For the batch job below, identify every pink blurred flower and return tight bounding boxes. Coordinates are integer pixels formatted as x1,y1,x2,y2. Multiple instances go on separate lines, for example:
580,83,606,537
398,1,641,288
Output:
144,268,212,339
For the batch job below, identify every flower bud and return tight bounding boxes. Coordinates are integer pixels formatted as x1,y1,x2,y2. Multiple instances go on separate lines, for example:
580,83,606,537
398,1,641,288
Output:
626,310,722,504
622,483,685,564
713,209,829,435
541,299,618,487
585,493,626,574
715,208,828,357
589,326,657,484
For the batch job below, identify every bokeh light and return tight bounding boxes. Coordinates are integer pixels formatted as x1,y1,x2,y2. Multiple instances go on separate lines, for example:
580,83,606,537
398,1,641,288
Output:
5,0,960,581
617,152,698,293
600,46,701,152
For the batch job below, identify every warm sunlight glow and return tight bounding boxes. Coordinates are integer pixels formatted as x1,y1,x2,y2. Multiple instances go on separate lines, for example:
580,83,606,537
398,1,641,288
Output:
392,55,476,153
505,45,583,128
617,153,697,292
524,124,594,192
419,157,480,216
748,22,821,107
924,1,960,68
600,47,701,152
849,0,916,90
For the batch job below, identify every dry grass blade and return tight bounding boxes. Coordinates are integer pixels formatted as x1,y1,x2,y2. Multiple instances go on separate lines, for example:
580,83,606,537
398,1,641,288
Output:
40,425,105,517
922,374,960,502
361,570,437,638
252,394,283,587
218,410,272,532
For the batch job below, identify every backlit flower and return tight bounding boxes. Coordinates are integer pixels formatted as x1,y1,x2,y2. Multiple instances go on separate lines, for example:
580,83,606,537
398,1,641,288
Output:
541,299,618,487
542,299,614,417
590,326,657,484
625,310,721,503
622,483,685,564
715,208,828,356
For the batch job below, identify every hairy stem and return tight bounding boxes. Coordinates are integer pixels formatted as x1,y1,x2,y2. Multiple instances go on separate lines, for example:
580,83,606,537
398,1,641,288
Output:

****************

• [PROBLEM DESCRIPTION]:
Transcribe each line of the listing above precisely as it appears.

• [REPLY]:
For the batch job below, identify every pink blurred flower and return tight bounding boxes. Coordinates are integer pixels formatted as x1,y1,x2,y2. Multiple instances go on separate lines, for example:
580,83,606,537
398,1,641,288
Output:
144,268,212,339
For the batch job below, identify every flower bud and return tight bounding boxes. Coordinates are integer pixels formatted as x1,y1,x2,y2. Multiple instances go on separate lines, for example:
580,83,606,537
398,1,641,288
Output:
626,310,722,504
622,483,685,564
713,209,829,435
541,299,618,487
585,493,626,574
715,208,828,357
589,326,657,484
For the batch job below, identify every bokeh light and return tight bounding boxes. Coordinates are integer pixels formatted as x1,y1,x2,y2. Multiple instances go on separate lines, for example:
580,83,606,537
398,1,641,288
Output:
5,0,960,581
617,152,698,293
600,46,701,152
For the batch job below, identify every warm sunlight glow and return tight bounding boxes. Coordinates are integer pixels formatted as x1,y1,x2,y2. Multiple instances go on separate lines, for example:
580,83,606,537
398,1,641,288
Output:
392,55,476,153
505,45,583,128
617,153,697,292
524,124,594,192
419,157,480,216
748,22,821,107
924,1,960,68
600,47,701,152
849,0,916,90
For the batch job below, identify every dry grass blade and return tight bounding boxes. Coordinates are integer pixels formatted as x1,y1,x2,y2. Multiple instances go on separate lines, for example:
580,83,606,537
398,1,641,288
Output:
40,425,105,517
922,374,960,502
361,570,437,638
252,394,283,587
218,410,272,532
For the batch job below, identify every backlit flower and return tight bounding boxes. Coordinates are integer pixels formatted as x1,y1,x2,y2. Multiple instances go on separate lines, for example:
580,83,606,537
398,1,641,288
Output:
541,299,618,487
542,299,614,417
590,326,657,484
625,310,721,503
622,483,685,564
715,208,828,356
For the batch job below, identify every hairy stem and return tight bounding boxes. Coordinates are integer pixels formatted as x1,y1,x2,y2. Multiple instances go on separate lines, for example:
580,83,606,537
398,1,641,288
Output:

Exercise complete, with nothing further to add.